» Task brief:
Copy the following records line for line, omitting the pictures from your answer.

» Task data:
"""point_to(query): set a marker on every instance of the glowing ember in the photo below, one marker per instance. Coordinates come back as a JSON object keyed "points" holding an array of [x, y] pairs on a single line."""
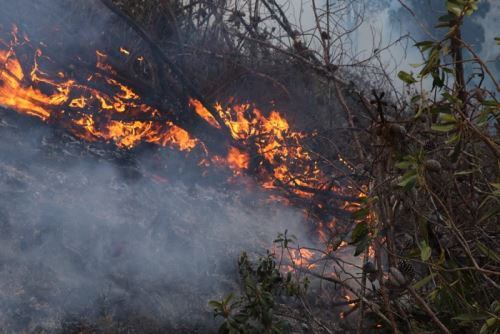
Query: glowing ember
{"points": [[22, 95], [92, 114], [237, 160]]}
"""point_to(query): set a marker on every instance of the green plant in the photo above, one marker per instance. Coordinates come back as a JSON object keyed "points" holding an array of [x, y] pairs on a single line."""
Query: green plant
{"points": [[253, 310]]}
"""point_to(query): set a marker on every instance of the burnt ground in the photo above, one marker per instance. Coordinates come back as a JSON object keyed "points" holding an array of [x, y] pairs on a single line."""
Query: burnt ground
{"points": [[108, 240]]}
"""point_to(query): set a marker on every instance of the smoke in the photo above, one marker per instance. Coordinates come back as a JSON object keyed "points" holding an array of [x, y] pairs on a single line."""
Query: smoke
{"points": [[79, 234], [92, 233]]}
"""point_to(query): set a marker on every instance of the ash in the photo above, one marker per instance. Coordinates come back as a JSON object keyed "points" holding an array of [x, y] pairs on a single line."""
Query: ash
{"points": [[97, 239]]}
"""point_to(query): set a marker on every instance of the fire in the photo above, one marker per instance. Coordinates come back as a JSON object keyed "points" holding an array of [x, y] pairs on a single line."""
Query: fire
{"points": [[204, 113], [266, 144], [65, 97], [237, 159]]}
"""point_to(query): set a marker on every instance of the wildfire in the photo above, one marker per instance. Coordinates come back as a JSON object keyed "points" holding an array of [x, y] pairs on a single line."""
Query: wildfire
{"points": [[20, 90], [265, 142]]}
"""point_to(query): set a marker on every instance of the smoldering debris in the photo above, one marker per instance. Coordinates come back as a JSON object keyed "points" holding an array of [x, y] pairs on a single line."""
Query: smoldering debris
{"points": [[82, 239]]}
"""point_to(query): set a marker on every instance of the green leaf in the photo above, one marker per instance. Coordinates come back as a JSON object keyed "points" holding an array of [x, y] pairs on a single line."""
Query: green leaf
{"points": [[425, 251], [403, 165], [409, 180], [469, 317], [361, 213], [423, 282], [488, 252], [447, 118], [406, 77], [360, 232], [443, 127], [361, 246], [454, 8], [491, 213]]}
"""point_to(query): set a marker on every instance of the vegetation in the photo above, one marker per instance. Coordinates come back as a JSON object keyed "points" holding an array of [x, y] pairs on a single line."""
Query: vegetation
{"points": [[425, 156]]}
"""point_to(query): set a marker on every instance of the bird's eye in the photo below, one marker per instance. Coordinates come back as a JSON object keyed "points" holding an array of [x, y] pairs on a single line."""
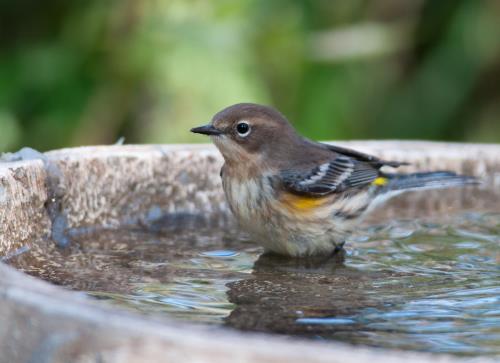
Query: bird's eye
{"points": [[243, 128]]}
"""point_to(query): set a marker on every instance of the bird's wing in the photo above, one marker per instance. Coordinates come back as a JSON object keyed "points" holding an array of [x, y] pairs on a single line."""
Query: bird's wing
{"points": [[340, 173], [375, 161]]}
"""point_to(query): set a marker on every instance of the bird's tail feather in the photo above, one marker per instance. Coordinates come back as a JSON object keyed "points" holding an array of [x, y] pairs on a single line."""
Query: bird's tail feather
{"points": [[430, 180]]}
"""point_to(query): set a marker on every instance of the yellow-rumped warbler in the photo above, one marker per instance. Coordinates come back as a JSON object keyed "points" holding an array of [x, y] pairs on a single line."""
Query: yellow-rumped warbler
{"points": [[296, 196]]}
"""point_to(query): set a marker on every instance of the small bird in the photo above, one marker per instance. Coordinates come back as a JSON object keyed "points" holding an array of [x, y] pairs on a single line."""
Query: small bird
{"points": [[299, 197]]}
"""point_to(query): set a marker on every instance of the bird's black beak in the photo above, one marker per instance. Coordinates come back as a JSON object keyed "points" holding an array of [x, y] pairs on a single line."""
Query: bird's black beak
{"points": [[206, 130]]}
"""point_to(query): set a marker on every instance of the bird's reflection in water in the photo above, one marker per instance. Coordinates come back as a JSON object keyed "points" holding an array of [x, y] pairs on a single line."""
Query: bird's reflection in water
{"points": [[315, 297]]}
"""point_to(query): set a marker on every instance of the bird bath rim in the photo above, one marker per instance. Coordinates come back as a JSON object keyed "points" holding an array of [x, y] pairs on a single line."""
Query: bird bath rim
{"points": [[137, 185]]}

» Solution to this task:
"""point_to(query): set a marker on every instance of the glowing ember in the photo below, one marker per instance. Coordinates come back as a JSON object keyed "points" holding an array of [x, y] pairs on a single line."""
Query: glowing ember
{"points": [[22, 95], [92, 114], [237, 160]]}
"""point_to(query): set a marker on every instance of the green plant in the photo above, one marker per instance. Coordinates come back as a JSON object keyed "points" holding an array of [x, y] pairs on a single line."""
Query: green plant
{"points": [[253, 310]]}
"""point_to(query): set a marker on every instance of the burnt ground in the photo above, one marker per instance. Coordinates come back as a JSON object keyed "points" holding an array of [x, y] pairs on a single line."""
Query: burnt ground
{"points": [[108, 240]]}
"""point_to(query): set a marker on every instance of the smoke in the photo above, one marker per instance. Coordinates come back as a JSON object keyed "points" holding an array of [x, y] pairs on a single line."""
Query: smoke
{"points": [[79, 234], [92, 233]]}
"""point_to(query): set a marker on every instance of the ash in the photo above, one marker per instance. Coordinates come back as a JSON object keyed "points" holding an array of [x, y] pairs on a single line."""
Query: ash
{"points": [[97, 239]]}
"""point_to(query): set a marker on every instance of the fire in the photo above, one marker per instance. Coordinates come back as a JSON object keyed "points" holding an array of [x, y] pairs on a single line."""
Query: fire
{"points": [[204, 113], [266, 144], [65, 97], [237, 159]]}
"""point_to(query): set a marker on every instance of the wildfire in the photo above, one marker per instance. Coordinates come back as a JSON object keyed "points" holding an array of [x, y] pairs on a single line."""
Query: wildfire
{"points": [[20, 90], [265, 142]]}
"""point_to(query): set a marker on every instance of the smoldering debris in the photo above, one marker per instance. Coordinates come back as a JSON object keyed "points" holding an array of [x, y] pairs on a single line."""
Query: smoldering debris
{"points": [[82, 239]]}
"""point_to(query): set a marker on every instance of the green leaf in the photo above, one marker per instance. Coordinates come back as a JSON object keyed "points" holding an array of [x, y] pairs on a single line."""
Query: green leaf
{"points": [[425, 251], [403, 165], [409, 180], [469, 317], [361, 213], [423, 282], [488, 252], [447, 118], [406, 77], [360, 232], [443, 127], [361, 246], [454, 8], [491, 213]]}
"""point_to(query): set a marker on every instance of the vegetation in the photo above, one marker per instance. Coordinates come back as a JSON object keyed "points" holding an array of [x, y] pairs on a single line."""
Query: vegetation
{"points": [[425, 156]]}
"""point_to(query): set a marker on every instance of the bird's eye in the photo below, one marker per instance. Coordinates come back as a JSON object keyed "points" holding an array of [x, y] pairs on a single line."""
Query: bird's eye
{"points": [[243, 128]]}
"""point_to(query): set a marker on every instance of the bird's wing in the photo above, one marker per instance. Coordinates come back as a JSON object keyed "points" holding an array of [x, y] pairs on a single line."""
Query: bird's wing
{"points": [[340, 173], [375, 161]]}
"""point_to(query): set a marker on every instance of the bird's tail feather in the photo above, one marker per instance. Coordinates come back as a JSON object keyed "points" holding an array of [x, y] pairs on a single line."""
Query: bird's tail feather
{"points": [[430, 180]]}
"""point_to(query): set a marker on every instance of the yellow-rumped warbler in the photo above, one marker per instance. Coordinates come back as a JSON object keyed "points" holding an array of [x, y] pairs on a single line."""
Query: yellow-rumped warbler
{"points": [[296, 196]]}
"""point_to(query): set a marker on every instance of the small bird in the photo above, one marker per instance. Coordinates come back as a JSON object keyed "points" holding an array of [x, y] pairs on a single line."""
Query: small bird
{"points": [[299, 197]]}
"""point_to(query): set a marker on every instance of the bird's black beak in the photo above, one marker per instance. Coordinates come back as a JSON object keyed "points" holding an array of [x, y] pairs on a single line."""
Query: bird's black beak
{"points": [[206, 130]]}
"""point_to(query): set a marker on every instance of the bird's reflection in water in the photo above, one marker per instance. Coordinates come back as a JSON object keyed "points" holding an array of [x, y] pairs on a single line."""
Query: bird's reflection in water
{"points": [[315, 297]]}
"""point_to(query): set a marker on every instance of the bird bath rim in the photo above, one marker per instance. Coordinates come back as a JSON object keyed "points" holding an array of [x, y] pairs on a single line."""
Query: bird bath rim
{"points": [[137, 185]]}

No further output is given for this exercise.